→ **ACTIVITY**
Repeat the data exactly, every last line of it.

→ **EXERCISE DATA**
== Segment start ==

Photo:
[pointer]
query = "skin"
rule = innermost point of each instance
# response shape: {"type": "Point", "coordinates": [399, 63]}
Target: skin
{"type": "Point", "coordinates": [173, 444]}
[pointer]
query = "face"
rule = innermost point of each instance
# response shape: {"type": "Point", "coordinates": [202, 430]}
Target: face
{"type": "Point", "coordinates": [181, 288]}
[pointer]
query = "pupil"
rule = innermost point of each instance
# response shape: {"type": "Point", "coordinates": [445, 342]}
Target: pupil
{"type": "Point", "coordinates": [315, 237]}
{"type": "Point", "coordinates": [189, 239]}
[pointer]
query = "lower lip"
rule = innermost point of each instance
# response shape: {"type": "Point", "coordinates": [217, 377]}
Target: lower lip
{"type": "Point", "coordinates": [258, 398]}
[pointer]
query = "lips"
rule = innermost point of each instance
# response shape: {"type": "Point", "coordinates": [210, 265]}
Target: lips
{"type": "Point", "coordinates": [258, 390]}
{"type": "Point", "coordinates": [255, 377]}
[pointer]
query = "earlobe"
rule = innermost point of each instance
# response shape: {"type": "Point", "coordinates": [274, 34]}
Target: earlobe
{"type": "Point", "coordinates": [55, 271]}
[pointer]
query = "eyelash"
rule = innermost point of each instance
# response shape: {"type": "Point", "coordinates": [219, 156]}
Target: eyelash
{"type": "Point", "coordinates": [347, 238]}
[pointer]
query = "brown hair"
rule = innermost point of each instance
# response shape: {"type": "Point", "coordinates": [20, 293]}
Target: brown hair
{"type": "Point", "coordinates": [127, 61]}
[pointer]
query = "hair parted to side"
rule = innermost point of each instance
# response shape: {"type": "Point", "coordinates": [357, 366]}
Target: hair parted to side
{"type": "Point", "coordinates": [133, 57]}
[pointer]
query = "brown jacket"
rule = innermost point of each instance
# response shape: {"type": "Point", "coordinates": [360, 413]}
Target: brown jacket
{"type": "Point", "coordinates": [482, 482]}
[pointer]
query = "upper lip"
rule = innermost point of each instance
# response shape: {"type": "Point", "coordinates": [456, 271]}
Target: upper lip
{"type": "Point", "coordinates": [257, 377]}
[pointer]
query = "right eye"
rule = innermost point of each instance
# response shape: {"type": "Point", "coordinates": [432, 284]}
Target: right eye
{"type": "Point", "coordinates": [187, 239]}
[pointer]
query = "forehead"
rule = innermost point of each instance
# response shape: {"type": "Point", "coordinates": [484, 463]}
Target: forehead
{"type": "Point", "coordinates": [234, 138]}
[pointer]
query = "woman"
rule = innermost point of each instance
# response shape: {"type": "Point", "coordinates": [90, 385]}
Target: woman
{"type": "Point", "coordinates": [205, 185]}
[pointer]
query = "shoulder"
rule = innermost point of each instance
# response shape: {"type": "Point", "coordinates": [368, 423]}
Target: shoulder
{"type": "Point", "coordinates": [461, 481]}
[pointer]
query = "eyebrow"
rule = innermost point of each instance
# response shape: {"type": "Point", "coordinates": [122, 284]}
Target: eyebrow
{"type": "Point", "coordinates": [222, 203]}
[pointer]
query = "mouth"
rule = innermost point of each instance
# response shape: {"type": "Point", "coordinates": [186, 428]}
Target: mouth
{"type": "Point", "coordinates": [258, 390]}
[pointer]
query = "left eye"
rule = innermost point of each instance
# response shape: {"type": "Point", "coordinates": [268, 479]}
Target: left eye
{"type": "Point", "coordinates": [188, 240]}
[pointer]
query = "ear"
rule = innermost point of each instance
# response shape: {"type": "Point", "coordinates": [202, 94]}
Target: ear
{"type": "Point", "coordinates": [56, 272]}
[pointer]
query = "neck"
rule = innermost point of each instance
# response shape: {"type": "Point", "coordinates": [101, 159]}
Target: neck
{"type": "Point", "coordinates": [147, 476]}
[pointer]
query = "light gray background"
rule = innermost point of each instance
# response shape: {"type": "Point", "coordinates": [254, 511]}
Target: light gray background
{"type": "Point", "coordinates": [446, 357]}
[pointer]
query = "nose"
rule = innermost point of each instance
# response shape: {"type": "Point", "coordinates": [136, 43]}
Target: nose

== Segment end ==

→ **FINISHED TASK**
Photo:
[pointer]
query = "skin"
rule = innermost point of each instance
# response shape: {"type": "Point", "coordinates": [399, 63]}
Target: skin
{"type": "Point", "coordinates": [173, 444]}
[pointer]
query = "face"
rule = innermost point of each instance
# response shape: {"type": "Point", "coordinates": [202, 430]}
Target: face
{"type": "Point", "coordinates": [181, 288]}
[pointer]
query = "pupil"
rule = innermost point of each instance
# response shape: {"type": "Point", "coordinates": [445, 342]}
Target: pupil
{"type": "Point", "coordinates": [315, 237]}
{"type": "Point", "coordinates": [189, 239]}
[pointer]
query = "lower lip"
rule = innermost point of each instance
# response shape: {"type": "Point", "coordinates": [217, 377]}
Target: lower lip
{"type": "Point", "coordinates": [258, 398]}
[pointer]
query = "lips"
rule = innermost point of each instance
# response shape: {"type": "Point", "coordinates": [210, 265]}
Target: lips
{"type": "Point", "coordinates": [258, 390]}
{"type": "Point", "coordinates": [255, 377]}
[pointer]
query = "earlobe"
rule = innermost point of each instance
# response shape: {"type": "Point", "coordinates": [274, 34]}
Target: earlobe
{"type": "Point", "coordinates": [55, 271]}
[pointer]
query = "eyelash"
rule = innermost point of each instance
# response shape: {"type": "Point", "coordinates": [219, 156]}
Target: eyelash
{"type": "Point", "coordinates": [347, 238]}
[pointer]
query = "brown hair"
rule = innermost point of each instance
# response shape: {"type": "Point", "coordinates": [20, 293]}
Target: brown hair
{"type": "Point", "coordinates": [127, 61]}
[pointer]
query = "hair parted to side"
rule = innermost point of each instance
# response shape: {"type": "Point", "coordinates": [357, 366]}
Target: hair parted to side
{"type": "Point", "coordinates": [133, 57]}
[pointer]
query = "brown jacket"
rule = innermost point of each instance
# response shape: {"type": "Point", "coordinates": [360, 413]}
Target: brown jacket
{"type": "Point", "coordinates": [482, 482]}
[pointer]
query = "upper lip"
rule = innermost point of each instance
# response shape: {"type": "Point", "coordinates": [456, 271]}
Target: upper lip
{"type": "Point", "coordinates": [257, 377]}
[pointer]
query = "right eye"
rule = innermost point of each instance
# response shape: {"type": "Point", "coordinates": [432, 284]}
Target: right eye
{"type": "Point", "coordinates": [187, 239]}
[pointer]
query = "forehead"
rule = innermost point of each instance
# response shape: {"type": "Point", "coordinates": [484, 463]}
Target: forehead
{"type": "Point", "coordinates": [234, 138]}
[pointer]
query = "woman"
rule = innermost point of each instance
# response shape: {"type": "Point", "coordinates": [90, 385]}
Target: woman
{"type": "Point", "coordinates": [205, 185]}
[pointer]
query = "shoulder"
rule = innermost point of each instance
# response shape: {"type": "Point", "coordinates": [368, 423]}
Target: shoulder
{"type": "Point", "coordinates": [461, 481]}
[pointer]
query = "eyebrow"
rule = innermost point of each instance
# response shape: {"type": "Point", "coordinates": [122, 284]}
Target: eyebrow
{"type": "Point", "coordinates": [222, 203]}
[pointer]
query = "mouth"
rule = innermost point of each instance
# response shape: {"type": "Point", "coordinates": [186, 428]}
Target: mouth
{"type": "Point", "coordinates": [258, 390]}
[pointer]
query = "left eye"
rule = innermost point of each instance
# response shape: {"type": "Point", "coordinates": [268, 479]}
Target: left eye
{"type": "Point", "coordinates": [188, 240]}
[pointer]
query = "ear"
rule = innermost point of each instance
# response shape: {"type": "Point", "coordinates": [202, 94]}
Target: ear
{"type": "Point", "coordinates": [56, 272]}
[pointer]
query = "neck"
rule = innermost point of each instance
# response shape: {"type": "Point", "coordinates": [101, 159]}
Target: neck
{"type": "Point", "coordinates": [147, 476]}
[pointer]
query = "light gray background"
rule = innermost point of each instance
# response shape: {"type": "Point", "coordinates": [254, 511]}
Target: light gray background
{"type": "Point", "coordinates": [446, 357]}
[pointer]
query = "nose"
rule = innermost point of each instance
# response shape: {"type": "Point", "coordinates": [136, 43]}
Target: nose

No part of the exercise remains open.